─── SUPPLIED ENTRIES
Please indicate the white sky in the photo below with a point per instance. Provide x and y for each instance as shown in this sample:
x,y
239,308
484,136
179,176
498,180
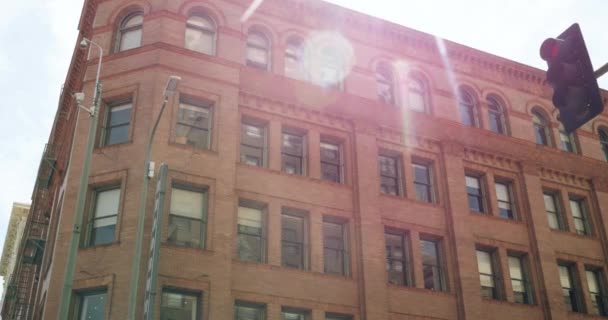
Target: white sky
x,y
38,38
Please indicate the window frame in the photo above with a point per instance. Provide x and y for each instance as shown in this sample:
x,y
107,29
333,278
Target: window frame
x,y
204,220
189,103
77,311
440,266
344,251
398,179
338,164
541,128
468,109
185,292
496,290
511,201
260,307
406,259
302,157
559,212
212,32
572,301
598,299
526,283
106,128
497,115
385,76
584,218
263,127
262,237
481,197
122,30
267,50
92,213
305,259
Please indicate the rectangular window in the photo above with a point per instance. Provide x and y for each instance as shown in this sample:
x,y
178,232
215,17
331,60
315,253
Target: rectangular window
x,y
92,305
253,144
331,162
504,195
103,220
178,305
519,280
118,120
487,274
294,314
251,237
595,282
193,126
292,154
397,259
553,213
569,290
249,311
423,182
577,206
188,217
390,175
335,252
432,267
475,194
294,251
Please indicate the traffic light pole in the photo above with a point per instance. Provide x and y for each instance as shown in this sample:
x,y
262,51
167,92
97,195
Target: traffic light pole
x,y
601,71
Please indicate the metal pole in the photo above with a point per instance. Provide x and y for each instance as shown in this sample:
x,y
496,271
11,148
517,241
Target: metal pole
x,y
68,278
142,217
601,71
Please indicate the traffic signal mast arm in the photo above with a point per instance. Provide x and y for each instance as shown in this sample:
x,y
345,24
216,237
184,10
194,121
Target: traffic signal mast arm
x,y
570,73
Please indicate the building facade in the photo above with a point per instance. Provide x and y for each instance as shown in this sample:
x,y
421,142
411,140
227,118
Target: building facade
x,y
12,240
323,164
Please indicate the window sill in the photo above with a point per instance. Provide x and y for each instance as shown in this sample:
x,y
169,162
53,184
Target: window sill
x,y
493,217
101,149
574,234
100,246
193,148
421,290
165,244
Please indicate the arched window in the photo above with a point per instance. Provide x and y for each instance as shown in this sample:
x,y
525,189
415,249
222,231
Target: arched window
x,y
293,59
541,128
129,33
258,50
200,34
417,94
496,115
385,84
603,133
468,114
567,141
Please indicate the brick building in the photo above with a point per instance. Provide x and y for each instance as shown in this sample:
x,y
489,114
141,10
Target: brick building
x,y
323,164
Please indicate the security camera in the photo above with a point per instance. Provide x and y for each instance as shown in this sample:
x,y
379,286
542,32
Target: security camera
x,y
79,96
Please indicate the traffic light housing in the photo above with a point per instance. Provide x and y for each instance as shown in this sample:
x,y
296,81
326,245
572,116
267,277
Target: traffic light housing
x,y
570,73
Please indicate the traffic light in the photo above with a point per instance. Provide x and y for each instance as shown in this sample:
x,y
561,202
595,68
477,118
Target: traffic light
x,y
570,73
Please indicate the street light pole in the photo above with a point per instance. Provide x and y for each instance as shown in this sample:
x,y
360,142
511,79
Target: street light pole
x,y
169,91
82,190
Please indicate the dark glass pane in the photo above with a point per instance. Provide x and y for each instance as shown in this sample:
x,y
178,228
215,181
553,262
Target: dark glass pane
x,y
93,306
103,235
117,134
330,172
185,231
192,136
249,247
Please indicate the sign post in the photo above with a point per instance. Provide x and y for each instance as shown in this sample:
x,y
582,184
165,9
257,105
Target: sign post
x,y
152,271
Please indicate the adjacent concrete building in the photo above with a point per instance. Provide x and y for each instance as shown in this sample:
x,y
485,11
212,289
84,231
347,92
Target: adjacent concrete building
x,y
323,164
12,240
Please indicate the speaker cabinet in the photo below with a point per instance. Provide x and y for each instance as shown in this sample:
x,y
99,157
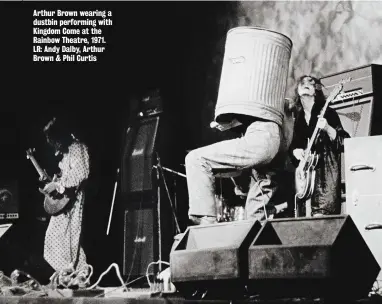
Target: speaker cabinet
x,y
139,156
9,200
213,258
140,241
312,257
363,170
359,106
147,237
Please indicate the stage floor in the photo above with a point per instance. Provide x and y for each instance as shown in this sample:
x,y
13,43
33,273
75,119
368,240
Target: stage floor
x,y
167,300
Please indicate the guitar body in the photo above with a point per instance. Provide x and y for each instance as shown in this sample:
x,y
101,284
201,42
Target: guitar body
x,y
55,202
54,206
305,177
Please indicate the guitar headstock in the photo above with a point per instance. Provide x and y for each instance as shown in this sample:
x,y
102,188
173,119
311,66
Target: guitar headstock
x,y
30,152
338,88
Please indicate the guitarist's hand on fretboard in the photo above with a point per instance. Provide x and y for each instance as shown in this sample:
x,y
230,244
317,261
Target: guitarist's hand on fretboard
x,y
298,153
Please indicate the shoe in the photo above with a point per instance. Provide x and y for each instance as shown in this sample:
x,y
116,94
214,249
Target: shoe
x,y
203,220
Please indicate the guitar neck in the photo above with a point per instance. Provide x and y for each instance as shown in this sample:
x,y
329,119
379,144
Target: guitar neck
x,y
39,170
333,95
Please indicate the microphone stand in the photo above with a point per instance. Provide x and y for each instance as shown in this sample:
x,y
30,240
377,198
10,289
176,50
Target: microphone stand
x,y
160,169
112,203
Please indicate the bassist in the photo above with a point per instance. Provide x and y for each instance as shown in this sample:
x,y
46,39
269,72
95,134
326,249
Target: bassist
x,y
328,146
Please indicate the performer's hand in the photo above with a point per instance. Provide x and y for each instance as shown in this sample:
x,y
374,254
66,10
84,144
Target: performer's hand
──────
▶ _WORK REQUIRED_
Output every entry verbatim. Pictures do not belong in the copy.

▶ _ANSWER BELOW_
Please indicate the white sky in the photo below with a point per instance. Provide x and y for each instance as shown in this sample:
x,y
239,308
484,136
179,176
498,180
Target: white sky
x,y
38,38
Please indicate the window frame in the photo above with a point per instance. Provide x and y for each instance as shown in this sample:
x,y
107,29
333,278
Target: window frame
x,y
204,220
189,103
77,311
440,266
344,251
398,179
338,164
541,128
468,109
185,292
496,290
511,201
260,307
406,259
302,157
559,212
212,32
572,301
598,299
526,283
106,128
497,115
385,76
584,218
263,127
262,237
481,197
122,30
267,50
92,213
305,259
Please indicate the rectangular window in the photo above with a point per instance. Provide x and y for each instance as shown in this sample:
x,y
178,232
215,17
331,60
315,253
Target: rectangular window
x,y
92,305
253,144
331,162
504,195
103,220
178,305
519,280
118,120
487,274
294,314
251,237
595,282
193,126
292,154
397,259
553,213
569,290
249,311
423,182
577,206
188,217
390,175
335,252
432,267
475,194
294,251
Please indicate the traffic light pole in the photo above with a point per instance. Provide x and y for each instance as shown in this sample:
x,y
262,51
167,92
97,195
Target: traffic light pole
x,y
601,71
Please indicate the metal pole in the photo above with a point per instance. Provide x and y for each instance as shown in this sample:
x,y
496,271
11,148
517,241
Target: metal pole
x,y
68,278
142,217
601,71
Please indicate the traffic signal mast arm in the photo above with a point per instance. Provide x and y for each instance as shown in this sample:
x,y
345,24
216,237
184,10
194,121
Target: traffic signal mast arm
x,y
570,73
Please indicate the building facade in the photo above with a point per instance. Provide x and y for each instance as shown in this sample:
x,y
421,142
411,140
227,118
Target: building facade
x,y
12,240
323,164
Please indicate the window sill in the photo above with a point per instance. Provide x and y for each instance as shown in this sample:
x,y
169,162
53,184
Target: window sill
x,y
493,217
101,149
574,234
100,246
193,148
421,290
165,244
Please indicate the arched window in the photo above with a point per instance. Provide x and y for each instance as shown in this sample:
x,y
525,189
415,249
222,231
Target: arched window
x,y
293,59
541,128
129,33
258,50
200,34
417,94
496,115
385,84
603,133
468,114
567,141
Please indicate the brick building in the photo above with a point per instance. Provide x and y for each instance as shown in this sample:
x,y
489,114
141,10
Target: brick building
x,y
323,164
Please indicate the security camera in the photo above with a point per instance. Provide x and y for each instance as shown in this sample:
x,y
379,286
542,32
Target: security camera
x,y
79,96
Please indicate the traffic light housing in the photo above with a point per instance. Provide x and y for each instance as shown in this sample:
x,y
296,81
326,245
572,116
267,277
Target: traffic light housing
x,y
570,73
Please indicate the traffic light in the photo above with a point per instance. Provide x and y for each instance as shown in this sample:
x,y
561,202
595,68
477,118
Target: traffic light
x,y
570,73
Please indicate the street light pole in the photo above with a point per instance. Provide x and y for each instance as shown in this sample:
x,y
360,142
511,79
Target: street light pole
x,y
169,91
82,190
Please indicate the dark glass pane in the photo above with a point per instance. Provide x and y for each instance as shown in this sample:
x,y
178,228
215,181
553,262
Target: dark glass pane
x,y
93,306
103,235
117,134
330,172
185,231
192,136
249,247
Please indicate the sign post in the photo above with a point per instance. Provide x and y for each instance as shown in this sample:
x,y
582,184
165,9
257,105
Target: sign post
x,y
152,271
Please indicate the adjacent concrete building in the photo above with a point per instance. Provide x and y for each instance as shown in this sample:
x,y
485,11
212,289
84,231
347,92
Target: adjacent concrete building
x,y
323,164
12,240
Please indicate the speaker cabinet in the photo below with a point per instance. Provide x and y for each instance as shown in this sample:
x,y
99,157
Target: speaker cabinet
x,y
139,156
9,200
213,258
140,241
312,257
363,170
359,106
147,237
Please indicate the stage floor in the photo above with a point per instance. Provide x and y for each instance as shown in this sample:
x,y
13,43
33,273
75,119
368,240
Target: stage floor
x,y
167,300
Please indicate the guitar body in the photo above with a point per instance. Provide x and y for each instance as shown in this sample:
x,y
101,284
201,42
Target: guitar body
x,y
55,202
54,206
305,177
Please indicate the guitar headstock in the photo above with a point per instance. Provide x and y for each instance as shown in this sample:
x,y
102,188
173,119
311,66
Target: guitar headstock
x,y
30,152
338,88
Please indicate the guitarist's hand on fretboard in the photo above with a point per instance. Provide x and y for each instance as shown in this sample:
x,y
230,244
317,261
Target: guitarist's hand on fretboard
x,y
298,153
Please indicate the shoe in the photo above with a point per instance. Provide x and y for each instance as shown in this sample:
x,y
116,94
214,249
Target: shoe
x,y
203,220
Please indicate the guitar neck in the photo above with a point per instance. Provide x and y for each instance as shown in this sample:
x,y
329,119
379,144
Target: guitar neck
x,y
39,170
333,95
Please indicate the microphone stand in the photo above with a point per instance. Provide x and y for each instance as shown in this sample:
x,y
30,240
377,198
10,289
176,50
Target: microphone stand
x,y
160,169
112,203
Please indicate the bassist in the photo above with a point per instance. Provide x and y for each instance as shown in this sample:
x,y
46,39
269,72
95,134
326,249
Target: bassist
x,y
328,146
Please indicate the performer's hand in the photo above with a point per instance. Provide x and y for each instance as shown in this sample:
x,y
374,254
66,10
84,144
Target: performer's hand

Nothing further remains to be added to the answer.